[PROBLEMS TO WORK ON]
(a) Print the part of the passage on China and the pandemic that opens with the words containing "Those figures could" and closes with "celebrations in Beijing.".
(b) In the passage on China and the pandemic, what figures show that China has come out of the crisis better than the US? Answer in one to three sentences.

Meanwhile infections in Europe are on the rise again, India is adding 90,000 cases a day, and the uneven response in the US has become a central election issue. The contrast is stark indeed.

To many people it will seem a bit of a cheek that China should allow a virus to spread wildly, denying what was happening, infect the rest of the entire world, then declare victory. But in the short-term at least China has come much better out of this crisis than anyone else. We have to accept that. The long-term however is another matter.

A bit of maths shows why China has come out better. As most people now realise, China is the world’s second largest economy and is steadily closing the gap with the US. In recent years it has been growing at around 7-8 per cent a year, while the US has been growing at 2-3 per cent. So there was a 5 percentage point gap. This year, if you take IMF forecasts, China is expected to grow by 1 per cent, while the US will shrink by 8 per cent. That is a 9 point gap. The gap between China and Europe, by the way, is even wider.

Those figures could turn out to be wrong, and we should always be cautious about any Chinese economic data. But we cannot avoid the harsh conclusion that the virus has hit the west much harder than it has hit China. It has, if anything, brought forward the date about a decade hence when China passes the US in economic size. You can see the rationale behind those celebrations in Beijing.

[PROVIDED MATERIAL]
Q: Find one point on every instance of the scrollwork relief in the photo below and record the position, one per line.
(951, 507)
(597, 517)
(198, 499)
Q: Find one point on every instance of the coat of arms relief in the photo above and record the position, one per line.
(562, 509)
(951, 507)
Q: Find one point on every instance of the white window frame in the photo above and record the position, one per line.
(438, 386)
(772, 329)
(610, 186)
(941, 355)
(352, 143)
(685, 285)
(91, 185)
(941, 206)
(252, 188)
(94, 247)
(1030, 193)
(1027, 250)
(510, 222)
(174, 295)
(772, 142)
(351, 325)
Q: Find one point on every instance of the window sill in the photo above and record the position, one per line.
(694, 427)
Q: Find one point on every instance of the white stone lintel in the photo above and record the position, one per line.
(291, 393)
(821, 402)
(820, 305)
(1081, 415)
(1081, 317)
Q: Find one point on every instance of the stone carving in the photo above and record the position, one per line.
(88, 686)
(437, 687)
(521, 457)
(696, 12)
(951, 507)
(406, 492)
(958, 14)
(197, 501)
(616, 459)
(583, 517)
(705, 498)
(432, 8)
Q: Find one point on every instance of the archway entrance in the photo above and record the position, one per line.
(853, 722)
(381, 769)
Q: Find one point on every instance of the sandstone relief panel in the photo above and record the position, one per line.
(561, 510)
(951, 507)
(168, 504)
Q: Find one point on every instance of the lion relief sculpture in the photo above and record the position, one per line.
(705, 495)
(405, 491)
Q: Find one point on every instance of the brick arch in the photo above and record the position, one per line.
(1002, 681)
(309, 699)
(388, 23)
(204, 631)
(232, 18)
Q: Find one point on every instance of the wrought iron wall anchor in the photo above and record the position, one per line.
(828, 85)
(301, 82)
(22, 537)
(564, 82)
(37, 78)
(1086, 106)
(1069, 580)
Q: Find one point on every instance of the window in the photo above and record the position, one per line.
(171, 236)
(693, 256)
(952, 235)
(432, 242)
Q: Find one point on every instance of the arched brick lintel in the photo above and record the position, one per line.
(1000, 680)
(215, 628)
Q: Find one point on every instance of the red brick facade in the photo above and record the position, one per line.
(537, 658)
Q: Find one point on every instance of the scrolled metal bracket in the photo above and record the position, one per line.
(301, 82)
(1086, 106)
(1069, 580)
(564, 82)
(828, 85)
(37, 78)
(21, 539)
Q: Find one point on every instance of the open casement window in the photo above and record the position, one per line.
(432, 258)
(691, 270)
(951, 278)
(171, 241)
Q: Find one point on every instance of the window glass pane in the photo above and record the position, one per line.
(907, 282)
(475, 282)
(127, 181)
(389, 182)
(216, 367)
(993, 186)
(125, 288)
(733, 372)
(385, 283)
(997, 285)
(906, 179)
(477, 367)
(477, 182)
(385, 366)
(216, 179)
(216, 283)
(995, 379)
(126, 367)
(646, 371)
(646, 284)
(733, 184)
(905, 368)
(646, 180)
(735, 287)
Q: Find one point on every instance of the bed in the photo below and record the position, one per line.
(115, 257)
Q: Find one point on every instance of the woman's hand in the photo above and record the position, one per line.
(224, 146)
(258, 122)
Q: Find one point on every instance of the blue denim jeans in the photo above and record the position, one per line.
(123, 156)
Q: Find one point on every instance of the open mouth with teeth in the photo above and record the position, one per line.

[OUTPUTS FOR THE TASKS]
(a)
Those figures could turn out to be wrong, and we should always be cautious about any Chinese economic data. But we cannot avoid the harsh conclusion that the virus has hit the west much harder than it has hit China. It has, if anything, brought forward the date about a decade hence when China passes the US in economic size. You can see the rationale behind those celebrations in Beijing.

(b) Before the crisis, China grew at around 7-8 per cent a year and the US at 2-3 per cent, a gap of 5 percentage points. For this year, IMF forecasts have China growing by 1 per cent and the US shrinking by 8 per cent, which widens the gap to 9 points, and the gap with Europe is wider still.